• Requirement 1:
In the thread about Bradman's death, repeat everything from "posted by jay" down to "VERY LONG life." word for word.
• Requirement 2:
In the thread about Bradman's death, which American athlete does tamim call Bradman's equivalent?

• Extracted text:
--- Begin ---
February 26, 2001
3:37 AM   Subscribe

The Don is dead. I'm just in shock. While most Americans probably don't know he is, he can only be described as the greatest living Australian and best cricketer of all time.
posted by jay (22 comments total)
 
Bradman was a fine man and was of course, with Grace, one of the two greatest cricketers ever, but I don't think the article you cite calls him the "greatest living Australian," which probably wasn't true even when he was alive.


posted by pracowity at 4:16 AM on February 26, 2001


To add perspective, he would be the equivalent of Babe Ruth. May he rest in peace. He had a VERY LONG life.
posted by tamim at 4:38 AM on February 26, 2001


Oh man, that's really sad... I still remember religiously watching Bodyline on Indian T.V. It was the story of Don Bradman and the whole bodyline bowling incident. I always wondered how good would Don be against current bowlers like Srinath.
posted by riffola at 7:46 AM on February 26, 2001


While most Americans probably don't know he is, he can only be described as the greatest living Australian and best cricketer of all time.

Though the second of these is debatable, I would assume the first title of GLA is definitely out the window now.
posted by blastboy at 8:18 AM on February 26, 2001


Though the second of these is debatable...
--- End ---
• Records shown:
--- Begin ---
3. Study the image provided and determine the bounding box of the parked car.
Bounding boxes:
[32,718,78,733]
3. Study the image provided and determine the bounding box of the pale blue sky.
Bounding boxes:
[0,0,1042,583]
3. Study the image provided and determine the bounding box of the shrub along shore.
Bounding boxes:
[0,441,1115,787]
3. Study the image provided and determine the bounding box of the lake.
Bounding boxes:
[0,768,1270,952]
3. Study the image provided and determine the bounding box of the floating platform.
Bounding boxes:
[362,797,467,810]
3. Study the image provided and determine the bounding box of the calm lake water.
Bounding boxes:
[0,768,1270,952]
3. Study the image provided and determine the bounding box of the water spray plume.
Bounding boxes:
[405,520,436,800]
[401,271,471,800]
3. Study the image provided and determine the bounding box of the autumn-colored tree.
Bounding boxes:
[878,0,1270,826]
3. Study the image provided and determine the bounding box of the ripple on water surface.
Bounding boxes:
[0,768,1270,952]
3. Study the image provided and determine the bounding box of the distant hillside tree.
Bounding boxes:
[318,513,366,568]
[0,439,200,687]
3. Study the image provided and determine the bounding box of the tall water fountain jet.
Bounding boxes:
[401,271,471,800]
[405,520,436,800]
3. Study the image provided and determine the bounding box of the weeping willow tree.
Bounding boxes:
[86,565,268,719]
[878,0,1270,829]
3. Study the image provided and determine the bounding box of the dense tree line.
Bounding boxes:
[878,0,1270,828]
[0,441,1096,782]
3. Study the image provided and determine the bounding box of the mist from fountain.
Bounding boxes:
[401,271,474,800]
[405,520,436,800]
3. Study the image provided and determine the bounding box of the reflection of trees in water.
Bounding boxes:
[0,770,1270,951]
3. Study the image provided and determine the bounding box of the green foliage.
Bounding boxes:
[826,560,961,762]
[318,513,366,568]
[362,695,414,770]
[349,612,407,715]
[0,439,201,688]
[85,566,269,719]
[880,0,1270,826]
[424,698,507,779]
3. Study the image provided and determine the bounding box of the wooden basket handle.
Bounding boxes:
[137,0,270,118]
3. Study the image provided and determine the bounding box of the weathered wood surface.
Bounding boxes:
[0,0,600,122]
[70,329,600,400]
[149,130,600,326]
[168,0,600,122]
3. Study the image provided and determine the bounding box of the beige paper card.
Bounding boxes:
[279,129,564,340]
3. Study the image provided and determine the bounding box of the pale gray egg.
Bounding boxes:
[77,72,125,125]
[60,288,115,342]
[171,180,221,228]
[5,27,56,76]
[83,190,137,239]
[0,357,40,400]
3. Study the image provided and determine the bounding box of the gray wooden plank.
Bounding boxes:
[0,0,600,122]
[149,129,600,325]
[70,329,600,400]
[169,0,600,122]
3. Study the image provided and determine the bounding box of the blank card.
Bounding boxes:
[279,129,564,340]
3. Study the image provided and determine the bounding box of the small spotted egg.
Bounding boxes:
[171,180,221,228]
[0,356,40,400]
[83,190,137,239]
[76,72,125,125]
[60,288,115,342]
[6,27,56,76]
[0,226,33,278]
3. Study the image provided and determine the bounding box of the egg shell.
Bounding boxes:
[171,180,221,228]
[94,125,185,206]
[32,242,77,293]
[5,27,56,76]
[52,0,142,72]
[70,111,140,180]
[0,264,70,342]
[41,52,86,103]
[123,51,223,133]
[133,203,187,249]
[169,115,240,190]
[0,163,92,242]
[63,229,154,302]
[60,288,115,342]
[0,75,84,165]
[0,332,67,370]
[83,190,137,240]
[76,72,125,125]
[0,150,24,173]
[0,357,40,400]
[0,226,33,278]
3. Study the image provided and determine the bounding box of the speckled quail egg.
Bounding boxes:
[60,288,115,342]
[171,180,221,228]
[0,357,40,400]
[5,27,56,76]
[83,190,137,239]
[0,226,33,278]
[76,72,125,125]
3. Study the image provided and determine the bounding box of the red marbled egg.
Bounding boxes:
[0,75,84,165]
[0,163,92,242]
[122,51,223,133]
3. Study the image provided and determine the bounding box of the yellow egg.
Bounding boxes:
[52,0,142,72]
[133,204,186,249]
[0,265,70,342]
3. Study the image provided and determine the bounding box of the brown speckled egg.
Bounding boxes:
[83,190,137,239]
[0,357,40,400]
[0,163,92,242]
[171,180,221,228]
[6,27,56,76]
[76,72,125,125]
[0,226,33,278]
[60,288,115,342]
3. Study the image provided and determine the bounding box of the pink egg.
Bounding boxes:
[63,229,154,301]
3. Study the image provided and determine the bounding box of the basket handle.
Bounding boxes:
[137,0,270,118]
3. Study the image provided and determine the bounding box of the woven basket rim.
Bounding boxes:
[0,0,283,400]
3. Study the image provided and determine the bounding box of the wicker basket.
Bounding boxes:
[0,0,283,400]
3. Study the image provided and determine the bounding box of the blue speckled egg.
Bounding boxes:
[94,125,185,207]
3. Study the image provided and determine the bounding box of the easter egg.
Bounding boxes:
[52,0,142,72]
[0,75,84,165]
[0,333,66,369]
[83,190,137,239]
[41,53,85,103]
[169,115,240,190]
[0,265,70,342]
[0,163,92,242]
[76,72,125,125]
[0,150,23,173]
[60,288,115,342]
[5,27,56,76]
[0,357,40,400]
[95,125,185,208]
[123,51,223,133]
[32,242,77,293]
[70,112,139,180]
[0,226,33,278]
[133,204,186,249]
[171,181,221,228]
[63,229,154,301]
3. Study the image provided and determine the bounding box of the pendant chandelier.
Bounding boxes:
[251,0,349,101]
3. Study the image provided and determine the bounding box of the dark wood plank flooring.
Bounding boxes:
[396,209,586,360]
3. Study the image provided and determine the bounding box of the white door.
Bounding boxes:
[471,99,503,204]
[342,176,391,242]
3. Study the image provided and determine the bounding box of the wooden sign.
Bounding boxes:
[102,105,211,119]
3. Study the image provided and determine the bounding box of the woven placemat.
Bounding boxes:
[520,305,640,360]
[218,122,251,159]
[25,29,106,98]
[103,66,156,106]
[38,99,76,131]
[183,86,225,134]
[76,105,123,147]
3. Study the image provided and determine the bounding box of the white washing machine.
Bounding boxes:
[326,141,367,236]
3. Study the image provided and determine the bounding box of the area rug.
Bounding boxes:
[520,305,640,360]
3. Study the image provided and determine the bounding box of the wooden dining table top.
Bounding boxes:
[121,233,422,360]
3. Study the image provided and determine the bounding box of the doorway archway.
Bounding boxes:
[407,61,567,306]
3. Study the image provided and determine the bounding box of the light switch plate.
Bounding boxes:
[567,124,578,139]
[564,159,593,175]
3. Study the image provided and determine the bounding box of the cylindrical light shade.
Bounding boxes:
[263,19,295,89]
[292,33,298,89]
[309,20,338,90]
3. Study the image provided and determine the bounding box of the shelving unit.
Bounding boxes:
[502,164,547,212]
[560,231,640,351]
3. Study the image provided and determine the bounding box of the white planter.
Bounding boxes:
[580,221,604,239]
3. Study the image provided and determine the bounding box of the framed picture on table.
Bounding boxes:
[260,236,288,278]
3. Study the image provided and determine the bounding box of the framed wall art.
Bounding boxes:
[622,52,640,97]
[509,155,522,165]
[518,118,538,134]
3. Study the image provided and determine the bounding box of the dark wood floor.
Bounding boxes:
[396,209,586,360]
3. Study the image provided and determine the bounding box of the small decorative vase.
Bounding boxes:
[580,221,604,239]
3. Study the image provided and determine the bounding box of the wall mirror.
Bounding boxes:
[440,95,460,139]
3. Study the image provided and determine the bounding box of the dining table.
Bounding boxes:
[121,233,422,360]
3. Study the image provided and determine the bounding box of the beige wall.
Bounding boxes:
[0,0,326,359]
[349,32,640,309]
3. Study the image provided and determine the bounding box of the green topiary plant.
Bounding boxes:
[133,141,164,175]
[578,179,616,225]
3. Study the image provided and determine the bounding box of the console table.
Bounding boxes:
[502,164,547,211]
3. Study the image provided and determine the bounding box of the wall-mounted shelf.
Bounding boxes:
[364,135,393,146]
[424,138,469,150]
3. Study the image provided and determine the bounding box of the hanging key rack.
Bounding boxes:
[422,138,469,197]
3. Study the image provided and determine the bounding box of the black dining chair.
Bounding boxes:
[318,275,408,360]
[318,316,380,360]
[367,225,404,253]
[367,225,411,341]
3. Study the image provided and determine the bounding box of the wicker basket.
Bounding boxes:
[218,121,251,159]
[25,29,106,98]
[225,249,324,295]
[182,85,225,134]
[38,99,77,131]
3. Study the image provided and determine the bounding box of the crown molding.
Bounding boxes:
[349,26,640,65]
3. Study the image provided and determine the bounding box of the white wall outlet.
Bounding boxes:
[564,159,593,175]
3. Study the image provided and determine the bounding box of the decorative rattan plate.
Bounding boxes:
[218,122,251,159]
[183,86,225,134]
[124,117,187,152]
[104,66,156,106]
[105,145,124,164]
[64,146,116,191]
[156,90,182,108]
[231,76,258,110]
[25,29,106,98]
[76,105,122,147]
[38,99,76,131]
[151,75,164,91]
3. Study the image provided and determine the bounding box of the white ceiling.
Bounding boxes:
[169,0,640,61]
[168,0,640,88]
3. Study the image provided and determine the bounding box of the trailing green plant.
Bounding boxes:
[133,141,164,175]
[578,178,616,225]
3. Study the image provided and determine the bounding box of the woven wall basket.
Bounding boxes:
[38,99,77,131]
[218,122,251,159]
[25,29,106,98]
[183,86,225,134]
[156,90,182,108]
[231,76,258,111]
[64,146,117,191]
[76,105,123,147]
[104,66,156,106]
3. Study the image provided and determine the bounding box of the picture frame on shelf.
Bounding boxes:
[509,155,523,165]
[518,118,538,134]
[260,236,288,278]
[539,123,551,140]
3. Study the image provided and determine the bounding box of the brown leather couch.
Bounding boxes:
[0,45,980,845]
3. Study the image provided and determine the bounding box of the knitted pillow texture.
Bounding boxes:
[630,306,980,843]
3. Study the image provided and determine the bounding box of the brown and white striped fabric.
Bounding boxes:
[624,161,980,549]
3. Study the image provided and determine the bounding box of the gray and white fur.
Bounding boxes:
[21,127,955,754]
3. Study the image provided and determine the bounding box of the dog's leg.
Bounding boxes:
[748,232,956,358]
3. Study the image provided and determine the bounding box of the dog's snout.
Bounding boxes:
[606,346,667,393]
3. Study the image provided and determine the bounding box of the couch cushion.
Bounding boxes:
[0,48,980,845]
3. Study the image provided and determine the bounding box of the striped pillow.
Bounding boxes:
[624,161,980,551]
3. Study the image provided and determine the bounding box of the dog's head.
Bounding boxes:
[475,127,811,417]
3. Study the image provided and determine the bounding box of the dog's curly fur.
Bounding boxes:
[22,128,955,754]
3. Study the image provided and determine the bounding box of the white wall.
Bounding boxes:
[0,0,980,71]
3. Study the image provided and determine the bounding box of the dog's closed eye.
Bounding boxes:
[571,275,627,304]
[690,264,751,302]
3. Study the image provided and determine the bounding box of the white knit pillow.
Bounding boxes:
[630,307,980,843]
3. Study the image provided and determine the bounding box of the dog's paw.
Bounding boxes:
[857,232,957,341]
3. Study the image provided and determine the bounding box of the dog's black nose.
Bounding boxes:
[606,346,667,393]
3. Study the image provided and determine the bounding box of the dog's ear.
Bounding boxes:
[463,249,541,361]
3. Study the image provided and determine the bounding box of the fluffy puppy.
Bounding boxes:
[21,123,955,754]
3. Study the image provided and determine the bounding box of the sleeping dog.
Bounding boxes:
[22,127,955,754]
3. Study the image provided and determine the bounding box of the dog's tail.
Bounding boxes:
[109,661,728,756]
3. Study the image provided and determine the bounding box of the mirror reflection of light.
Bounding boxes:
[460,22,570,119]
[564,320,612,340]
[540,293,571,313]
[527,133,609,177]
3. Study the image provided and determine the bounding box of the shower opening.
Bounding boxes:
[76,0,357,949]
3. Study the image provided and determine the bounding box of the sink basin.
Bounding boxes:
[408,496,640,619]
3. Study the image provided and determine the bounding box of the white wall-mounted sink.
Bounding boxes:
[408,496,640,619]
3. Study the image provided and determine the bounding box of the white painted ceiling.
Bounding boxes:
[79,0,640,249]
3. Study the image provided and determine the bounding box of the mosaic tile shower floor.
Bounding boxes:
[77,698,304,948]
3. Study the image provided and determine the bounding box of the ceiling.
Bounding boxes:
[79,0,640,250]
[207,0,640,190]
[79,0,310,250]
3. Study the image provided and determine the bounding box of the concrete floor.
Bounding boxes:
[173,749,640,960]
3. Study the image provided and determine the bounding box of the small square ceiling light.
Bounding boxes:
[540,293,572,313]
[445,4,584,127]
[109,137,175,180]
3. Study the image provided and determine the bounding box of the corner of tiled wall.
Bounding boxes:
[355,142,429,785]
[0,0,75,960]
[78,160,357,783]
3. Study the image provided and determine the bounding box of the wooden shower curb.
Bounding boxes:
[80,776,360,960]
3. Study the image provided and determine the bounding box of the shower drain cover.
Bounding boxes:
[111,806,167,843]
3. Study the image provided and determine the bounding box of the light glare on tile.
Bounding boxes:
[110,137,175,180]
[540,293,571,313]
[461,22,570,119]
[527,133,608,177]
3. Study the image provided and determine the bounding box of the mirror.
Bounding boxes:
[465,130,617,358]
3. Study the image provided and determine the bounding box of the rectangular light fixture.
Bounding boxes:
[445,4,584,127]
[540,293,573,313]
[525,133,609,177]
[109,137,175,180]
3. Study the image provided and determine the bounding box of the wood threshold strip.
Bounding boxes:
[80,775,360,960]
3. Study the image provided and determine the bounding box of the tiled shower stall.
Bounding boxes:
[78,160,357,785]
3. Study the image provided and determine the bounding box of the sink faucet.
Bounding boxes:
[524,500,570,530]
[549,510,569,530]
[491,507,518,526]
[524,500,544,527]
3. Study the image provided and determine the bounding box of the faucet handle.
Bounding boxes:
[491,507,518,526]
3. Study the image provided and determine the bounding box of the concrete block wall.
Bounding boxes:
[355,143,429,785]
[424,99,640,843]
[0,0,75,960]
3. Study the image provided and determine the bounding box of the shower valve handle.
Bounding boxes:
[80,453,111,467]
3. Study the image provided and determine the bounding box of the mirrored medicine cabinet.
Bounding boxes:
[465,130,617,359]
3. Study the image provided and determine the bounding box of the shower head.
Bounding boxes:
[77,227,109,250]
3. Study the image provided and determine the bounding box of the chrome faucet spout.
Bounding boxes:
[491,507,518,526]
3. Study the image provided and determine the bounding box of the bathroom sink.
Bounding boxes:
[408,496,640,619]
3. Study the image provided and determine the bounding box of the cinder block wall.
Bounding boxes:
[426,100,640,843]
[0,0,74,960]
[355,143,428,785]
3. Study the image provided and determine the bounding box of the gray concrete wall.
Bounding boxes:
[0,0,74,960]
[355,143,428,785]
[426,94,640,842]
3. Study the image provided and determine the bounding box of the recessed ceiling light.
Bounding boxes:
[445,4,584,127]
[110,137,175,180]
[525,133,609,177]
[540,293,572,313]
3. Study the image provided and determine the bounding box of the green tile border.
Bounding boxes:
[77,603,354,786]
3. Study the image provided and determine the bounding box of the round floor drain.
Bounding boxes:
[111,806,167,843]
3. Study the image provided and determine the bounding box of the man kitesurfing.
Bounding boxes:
--- End ---
• Full answer 1:
posted by jay (22 comments total)
 
Bradman was a fine man and was of course, with Grace, one of the two greatest cricketers ever, but I don't think the article you cite calls him the "greatest living Australian," which probably wasn't true even when he was alive.


posted by pracowity at 4:16 AM on February 26, 2001


To add perspective, he would be the equivalent of Babe Ruth. May he rest in peace. He had a VERY LONG life.

• Full answer 2:
Babe Ruth